Exercise input:
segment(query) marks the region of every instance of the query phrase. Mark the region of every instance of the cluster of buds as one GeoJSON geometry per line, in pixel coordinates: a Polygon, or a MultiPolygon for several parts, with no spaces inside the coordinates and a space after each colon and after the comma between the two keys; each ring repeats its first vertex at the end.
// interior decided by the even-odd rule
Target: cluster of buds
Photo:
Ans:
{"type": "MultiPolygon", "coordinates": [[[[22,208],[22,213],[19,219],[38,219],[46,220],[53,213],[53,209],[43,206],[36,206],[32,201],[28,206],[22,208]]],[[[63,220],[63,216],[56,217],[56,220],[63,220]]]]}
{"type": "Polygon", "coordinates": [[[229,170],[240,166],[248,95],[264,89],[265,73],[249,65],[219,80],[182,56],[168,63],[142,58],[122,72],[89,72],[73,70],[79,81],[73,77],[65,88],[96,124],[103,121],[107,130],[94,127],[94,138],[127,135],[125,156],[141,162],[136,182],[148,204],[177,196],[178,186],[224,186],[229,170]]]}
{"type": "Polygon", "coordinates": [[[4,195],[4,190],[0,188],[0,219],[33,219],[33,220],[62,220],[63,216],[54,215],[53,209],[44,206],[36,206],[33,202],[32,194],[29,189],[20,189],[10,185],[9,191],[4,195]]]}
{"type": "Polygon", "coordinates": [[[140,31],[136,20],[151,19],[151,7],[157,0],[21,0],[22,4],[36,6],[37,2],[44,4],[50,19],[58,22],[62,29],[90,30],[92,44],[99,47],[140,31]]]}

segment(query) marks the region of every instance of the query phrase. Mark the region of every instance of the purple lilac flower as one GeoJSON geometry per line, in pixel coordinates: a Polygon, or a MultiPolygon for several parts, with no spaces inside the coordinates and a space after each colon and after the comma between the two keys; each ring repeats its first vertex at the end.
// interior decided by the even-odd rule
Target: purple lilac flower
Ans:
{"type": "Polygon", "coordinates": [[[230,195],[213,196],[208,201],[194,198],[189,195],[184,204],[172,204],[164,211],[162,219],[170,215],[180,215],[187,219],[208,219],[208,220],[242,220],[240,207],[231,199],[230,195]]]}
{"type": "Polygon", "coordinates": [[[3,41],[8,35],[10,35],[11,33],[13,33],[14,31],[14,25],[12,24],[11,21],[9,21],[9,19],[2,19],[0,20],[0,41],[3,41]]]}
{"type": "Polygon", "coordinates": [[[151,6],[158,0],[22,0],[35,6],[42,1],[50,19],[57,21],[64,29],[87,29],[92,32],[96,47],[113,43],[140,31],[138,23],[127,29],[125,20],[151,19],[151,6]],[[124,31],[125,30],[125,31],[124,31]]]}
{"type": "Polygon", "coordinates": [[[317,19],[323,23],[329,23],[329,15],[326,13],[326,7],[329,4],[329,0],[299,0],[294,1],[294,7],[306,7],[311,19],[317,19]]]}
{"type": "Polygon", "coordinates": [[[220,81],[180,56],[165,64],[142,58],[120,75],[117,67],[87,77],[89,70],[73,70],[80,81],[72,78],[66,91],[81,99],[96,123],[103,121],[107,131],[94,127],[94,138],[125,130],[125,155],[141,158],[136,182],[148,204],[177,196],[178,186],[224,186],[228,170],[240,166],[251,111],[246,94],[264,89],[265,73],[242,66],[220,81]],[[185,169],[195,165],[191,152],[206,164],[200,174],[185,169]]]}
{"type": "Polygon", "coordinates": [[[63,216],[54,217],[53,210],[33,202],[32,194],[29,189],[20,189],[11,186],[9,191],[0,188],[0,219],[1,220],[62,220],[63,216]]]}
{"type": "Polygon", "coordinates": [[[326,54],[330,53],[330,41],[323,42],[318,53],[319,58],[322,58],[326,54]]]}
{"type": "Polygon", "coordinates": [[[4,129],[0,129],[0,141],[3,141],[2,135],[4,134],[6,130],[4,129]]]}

Exercise description:
Can you repeat all the entries above with each "even-odd rule" swapped for "nonzero winding rule" and everything else left as it is?

Output for this exercise:
segment(query) marks the region of every instance of the query phrase. Mark the region of every instance of the cluster of buds as one GeoJSON geometry per line, in pixel coordinates: a Polygon, or a MultiPolygon for several parts, with no spaces inside the coordinates and a space after each colon and after the comma between the two keys; each ring repeats its first vertex at the end.
// interior decided by the nonzero winding rule
Target: cluster of buds
Photo:
Ans:
{"type": "MultiPolygon", "coordinates": [[[[22,208],[22,213],[19,219],[38,219],[46,220],[53,213],[53,209],[43,206],[36,206],[32,201],[28,206],[22,208]]],[[[63,220],[63,216],[56,217],[56,220],[63,220]]]]}
{"type": "Polygon", "coordinates": [[[229,170],[240,166],[248,95],[264,89],[265,73],[249,65],[219,80],[182,56],[168,63],[142,58],[122,72],[89,72],[73,70],[79,81],[73,77],[65,88],[96,124],[103,121],[107,130],[94,127],[94,138],[127,135],[125,156],[141,162],[136,182],[148,204],[177,196],[178,186],[224,186],[229,170]]]}
{"type": "Polygon", "coordinates": [[[4,195],[4,190],[0,188],[0,219],[33,219],[33,220],[62,220],[63,216],[54,215],[53,209],[44,206],[36,206],[33,202],[32,194],[29,189],[20,189],[10,185],[9,191],[4,195]]]}
{"type": "Polygon", "coordinates": [[[140,31],[136,20],[151,19],[151,7],[157,0],[21,0],[22,4],[36,6],[37,2],[44,4],[50,19],[58,22],[62,29],[90,30],[92,44],[99,47],[140,31]]]}

segment(query) marks the region of every instance of the query phrase. Mark the region of every instance of the purple lilac flower as one GeoJSON geometry per line, in pixel coordinates: a Polygon, or a MultiPolygon for several parts, with no spaces inside the coordinates and a space after each colon and after the comma between the two keys; each ring repeats its first vertex at the end.
// interior decided by the nonzero winding rule
Target: purple lilac flower
Ans:
{"type": "Polygon", "coordinates": [[[230,195],[213,196],[208,201],[194,198],[189,195],[184,204],[172,204],[164,211],[162,219],[170,215],[180,215],[187,219],[208,219],[208,220],[242,220],[240,207],[231,199],[230,195]]]}
{"type": "Polygon", "coordinates": [[[3,41],[8,35],[10,35],[11,33],[13,33],[14,31],[14,25],[12,24],[11,21],[9,21],[9,19],[2,19],[0,20],[0,41],[3,41]]]}
{"type": "Polygon", "coordinates": [[[151,6],[158,0],[22,0],[35,6],[42,1],[50,19],[57,21],[64,29],[87,29],[92,32],[96,47],[113,43],[140,31],[138,23],[127,29],[125,20],[151,19],[151,6]],[[124,31],[125,30],[125,31],[124,31]]]}
{"type": "Polygon", "coordinates": [[[317,19],[323,23],[329,23],[329,15],[326,13],[326,7],[329,4],[329,0],[299,0],[294,1],[294,7],[306,7],[311,19],[317,19]]]}
{"type": "Polygon", "coordinates": [[[220,81],[180,56],[165,64],[142,58],[120,75],[117,67],[87,77],[89,70],[73,70],[80,81],[72,78],[66,91],[81,99],[96,123],[103,121],[107,131],[94,127],[94,138],[125,130],[125,155],[141,158],[136,182],[148,204],[177,196],[178,186],[224,186],[228,170],[240,166],[251,111],[246,94],[264,89],[265,73],[242,66],[220,81]],[[185,169],[195,165],[191,152],[206,164],[200,174],[185,169]]]}
{"type": "Polygon", "coordinates": [[[63,216],[54,217],[53,210],[33,202],[32,194],[29,189],[20,189],[11,186],[9,191],[0,188],[0,219],[1,220],[62,220],[63,216]]]}
{"type": "Polygon", "coordinates": [[[326,54],[330,53],[330,41],[323,42],[318,53],[319,58],[322,58],[326,54]]]}
{"type": "Polygon", "coordinates": [[[4,129],[0,129],[0,141],[3,141],[2,135],[4,134],[6,130],[4,129]]]}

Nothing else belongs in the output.